Итак, попробуем по совету Дейла Карнеги вместо того, чтобы кривиться от лимонного сока, - приготовить лимонад из лимонов, поднесенных нам пандемией. Следуя наставлениям Екклезиаста о сборе камней, покопаемся в сундучке памяти, чтобы составить из собранных за жизнь минералов экспозицию.
ОСТАНОВИВШЕЕСЯ ВРЕМЯ
Сейчас, когда пандемия дала нам, наряду с доставленными ею очевидными неприятностями, подарок в виде дополнительного свободного времени, - перед нами возникла задача этим временем распорядиться с пользой и в свое удовольствие.
Как известно, время – понятие удивительное. Я прошу у вас разрешения начать рассуждения о свободном времени несколько издалека, чтобы потом сразу перейти к его пандемийным особенностям.

Представленный материал.
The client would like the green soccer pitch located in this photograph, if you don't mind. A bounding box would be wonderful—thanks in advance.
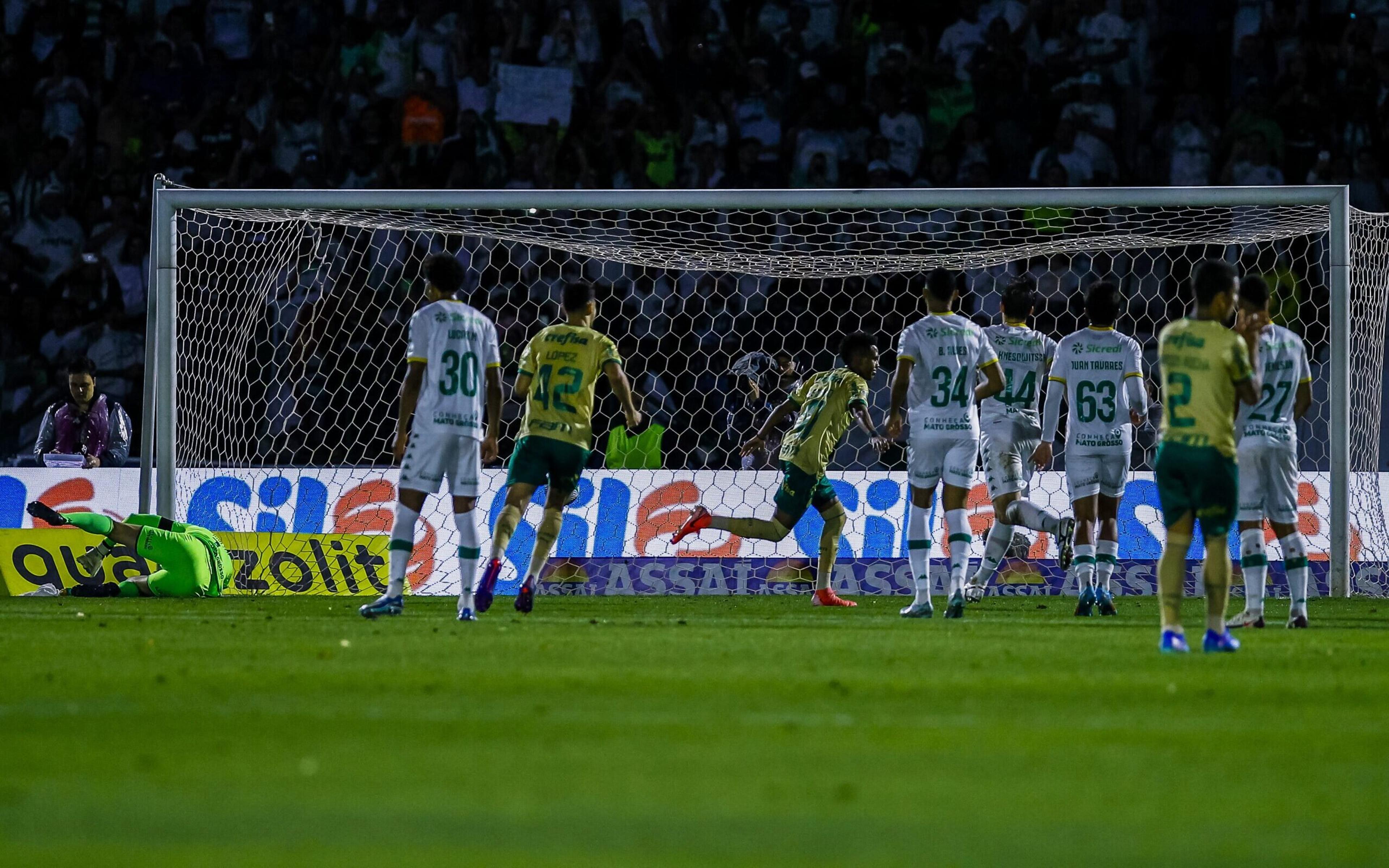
[0,597,1389,867]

Суть задания. Перепечатайте без изменений отрывок из текста о свободном времени в пандемию между словами «Как известно, время» и «его пандемийным особенностям.» включительно.

Письменный ответ.
Как известно, время – понятие удивительное. Я прошу у вас разрешения начать рассуждения о свободном времени несколько издалека, чтобы потом сразу перейти к его пандемийным особенностям.